**Work instructions:** The required answer is a copy of each line in the entries below that includes "bumper".

(Material for the task begins)

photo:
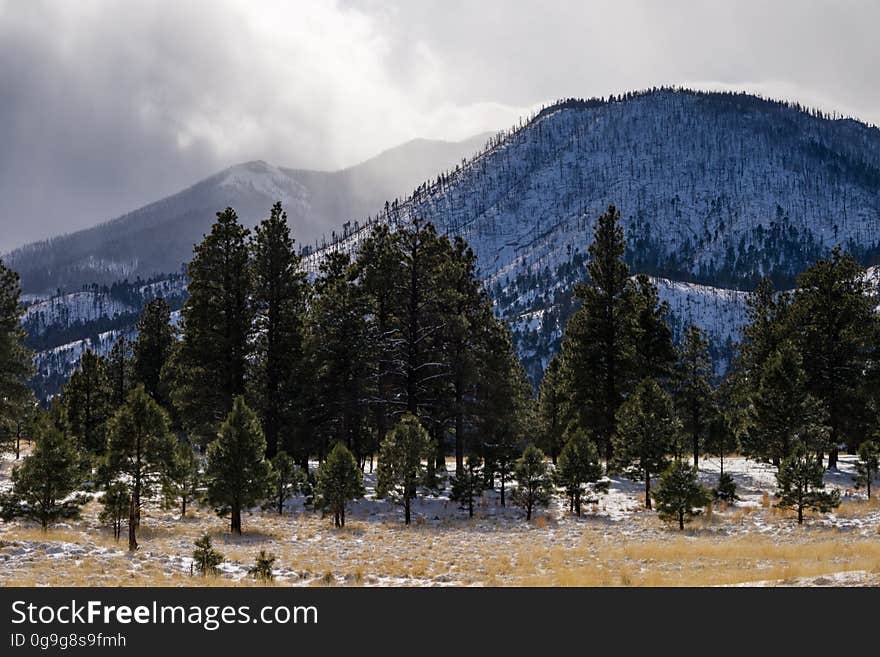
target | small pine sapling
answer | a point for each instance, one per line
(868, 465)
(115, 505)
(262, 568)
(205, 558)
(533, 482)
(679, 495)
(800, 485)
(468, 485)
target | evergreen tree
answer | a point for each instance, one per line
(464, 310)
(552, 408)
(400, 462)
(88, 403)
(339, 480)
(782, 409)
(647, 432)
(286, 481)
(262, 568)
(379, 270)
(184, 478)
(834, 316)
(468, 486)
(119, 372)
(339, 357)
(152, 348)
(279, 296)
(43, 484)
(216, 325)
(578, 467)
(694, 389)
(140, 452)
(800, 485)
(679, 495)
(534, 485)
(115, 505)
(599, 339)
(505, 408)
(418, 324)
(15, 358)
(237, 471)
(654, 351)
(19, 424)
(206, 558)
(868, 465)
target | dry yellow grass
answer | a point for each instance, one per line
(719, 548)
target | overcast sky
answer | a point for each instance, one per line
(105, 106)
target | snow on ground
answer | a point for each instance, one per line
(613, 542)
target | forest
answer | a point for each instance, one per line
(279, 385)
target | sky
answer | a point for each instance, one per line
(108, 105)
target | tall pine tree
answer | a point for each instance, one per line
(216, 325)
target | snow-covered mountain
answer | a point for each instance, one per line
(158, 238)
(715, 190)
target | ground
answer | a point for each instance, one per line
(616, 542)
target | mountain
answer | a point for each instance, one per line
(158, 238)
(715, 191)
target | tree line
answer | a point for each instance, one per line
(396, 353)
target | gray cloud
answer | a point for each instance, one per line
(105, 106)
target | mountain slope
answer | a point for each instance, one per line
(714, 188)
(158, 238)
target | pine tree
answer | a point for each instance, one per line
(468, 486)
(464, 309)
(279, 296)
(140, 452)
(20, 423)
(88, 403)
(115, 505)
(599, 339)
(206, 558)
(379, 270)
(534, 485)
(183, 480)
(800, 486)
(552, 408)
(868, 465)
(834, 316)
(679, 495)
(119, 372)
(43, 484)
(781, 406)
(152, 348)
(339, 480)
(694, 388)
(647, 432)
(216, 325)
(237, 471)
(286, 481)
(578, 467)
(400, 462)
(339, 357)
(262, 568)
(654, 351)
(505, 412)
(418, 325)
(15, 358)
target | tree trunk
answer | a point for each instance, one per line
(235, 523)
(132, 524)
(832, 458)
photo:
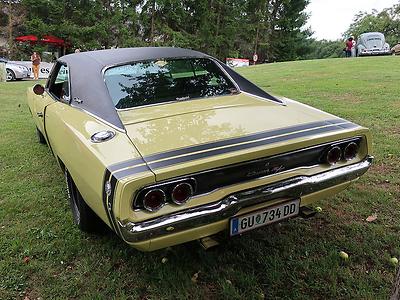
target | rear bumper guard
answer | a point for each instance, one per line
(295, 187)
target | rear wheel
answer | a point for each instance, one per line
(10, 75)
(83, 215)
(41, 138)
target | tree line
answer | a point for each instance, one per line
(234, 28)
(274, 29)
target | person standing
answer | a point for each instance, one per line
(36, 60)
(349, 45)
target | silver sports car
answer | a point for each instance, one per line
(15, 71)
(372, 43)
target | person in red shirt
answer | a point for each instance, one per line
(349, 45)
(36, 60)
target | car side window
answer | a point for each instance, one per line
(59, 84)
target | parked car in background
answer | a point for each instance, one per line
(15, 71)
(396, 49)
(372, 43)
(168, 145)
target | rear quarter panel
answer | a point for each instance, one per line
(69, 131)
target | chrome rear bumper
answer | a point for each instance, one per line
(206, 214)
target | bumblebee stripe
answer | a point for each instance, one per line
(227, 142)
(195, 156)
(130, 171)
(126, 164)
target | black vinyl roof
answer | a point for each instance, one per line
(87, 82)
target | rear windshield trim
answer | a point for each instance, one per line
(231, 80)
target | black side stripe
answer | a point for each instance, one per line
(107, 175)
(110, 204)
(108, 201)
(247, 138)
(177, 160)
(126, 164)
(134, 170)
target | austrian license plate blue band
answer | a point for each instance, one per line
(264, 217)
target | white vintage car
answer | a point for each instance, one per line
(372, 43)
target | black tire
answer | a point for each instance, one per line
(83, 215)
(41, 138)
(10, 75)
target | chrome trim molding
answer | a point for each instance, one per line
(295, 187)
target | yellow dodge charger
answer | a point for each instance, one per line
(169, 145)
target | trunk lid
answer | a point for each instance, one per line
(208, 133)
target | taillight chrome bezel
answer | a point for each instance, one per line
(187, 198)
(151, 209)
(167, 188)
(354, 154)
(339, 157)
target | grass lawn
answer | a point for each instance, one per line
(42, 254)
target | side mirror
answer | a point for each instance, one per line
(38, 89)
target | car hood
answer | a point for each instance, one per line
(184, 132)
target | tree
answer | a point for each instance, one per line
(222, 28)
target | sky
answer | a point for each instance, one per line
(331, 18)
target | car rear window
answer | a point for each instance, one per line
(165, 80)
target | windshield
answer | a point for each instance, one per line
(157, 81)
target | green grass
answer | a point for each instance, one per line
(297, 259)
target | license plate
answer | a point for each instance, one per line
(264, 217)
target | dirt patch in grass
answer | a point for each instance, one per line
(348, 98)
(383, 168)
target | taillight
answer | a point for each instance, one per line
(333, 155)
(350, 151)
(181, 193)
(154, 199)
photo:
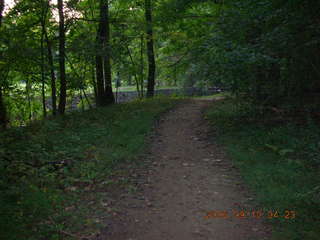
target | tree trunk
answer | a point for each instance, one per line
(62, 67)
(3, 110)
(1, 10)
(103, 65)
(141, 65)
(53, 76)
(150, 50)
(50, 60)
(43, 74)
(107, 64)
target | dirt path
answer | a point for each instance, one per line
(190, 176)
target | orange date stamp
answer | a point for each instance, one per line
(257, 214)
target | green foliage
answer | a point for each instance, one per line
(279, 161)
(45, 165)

(Material for the task ends)
(Material for the task begins)

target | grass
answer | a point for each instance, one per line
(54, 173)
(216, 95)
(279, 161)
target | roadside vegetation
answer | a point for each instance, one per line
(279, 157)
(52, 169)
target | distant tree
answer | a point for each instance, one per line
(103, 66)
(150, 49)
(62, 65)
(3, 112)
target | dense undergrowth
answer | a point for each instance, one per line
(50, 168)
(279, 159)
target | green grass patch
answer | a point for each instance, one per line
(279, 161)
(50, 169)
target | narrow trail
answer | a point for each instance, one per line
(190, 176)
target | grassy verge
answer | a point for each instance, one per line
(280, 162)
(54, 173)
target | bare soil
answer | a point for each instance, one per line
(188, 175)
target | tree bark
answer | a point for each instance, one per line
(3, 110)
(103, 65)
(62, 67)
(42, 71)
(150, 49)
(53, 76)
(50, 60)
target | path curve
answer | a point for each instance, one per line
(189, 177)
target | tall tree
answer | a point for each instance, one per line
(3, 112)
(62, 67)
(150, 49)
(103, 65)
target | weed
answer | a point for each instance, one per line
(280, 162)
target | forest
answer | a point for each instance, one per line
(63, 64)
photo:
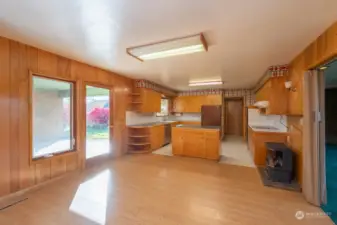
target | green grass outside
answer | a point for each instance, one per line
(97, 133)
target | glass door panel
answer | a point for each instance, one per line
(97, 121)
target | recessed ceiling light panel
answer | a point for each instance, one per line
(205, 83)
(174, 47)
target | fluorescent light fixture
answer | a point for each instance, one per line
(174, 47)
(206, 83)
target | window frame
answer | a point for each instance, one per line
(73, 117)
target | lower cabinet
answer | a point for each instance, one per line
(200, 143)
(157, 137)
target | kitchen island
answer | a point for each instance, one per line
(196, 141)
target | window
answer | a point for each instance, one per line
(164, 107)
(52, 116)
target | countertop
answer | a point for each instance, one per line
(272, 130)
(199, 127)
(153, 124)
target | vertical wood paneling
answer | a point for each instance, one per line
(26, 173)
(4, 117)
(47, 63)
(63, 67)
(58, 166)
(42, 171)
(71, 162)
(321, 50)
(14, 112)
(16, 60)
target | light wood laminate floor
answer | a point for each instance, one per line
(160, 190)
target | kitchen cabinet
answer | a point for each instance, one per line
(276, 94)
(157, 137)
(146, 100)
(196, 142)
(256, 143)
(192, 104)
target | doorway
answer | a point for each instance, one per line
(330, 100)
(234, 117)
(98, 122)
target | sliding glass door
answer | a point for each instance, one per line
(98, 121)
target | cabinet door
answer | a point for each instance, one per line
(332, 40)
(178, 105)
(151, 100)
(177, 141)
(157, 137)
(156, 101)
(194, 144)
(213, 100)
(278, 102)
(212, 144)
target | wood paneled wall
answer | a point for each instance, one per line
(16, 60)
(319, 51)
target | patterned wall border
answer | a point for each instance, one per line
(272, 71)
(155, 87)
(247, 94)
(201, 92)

(Material for the task ends)

**Result:**
target | rear bumper guard
target | chrome rear bumper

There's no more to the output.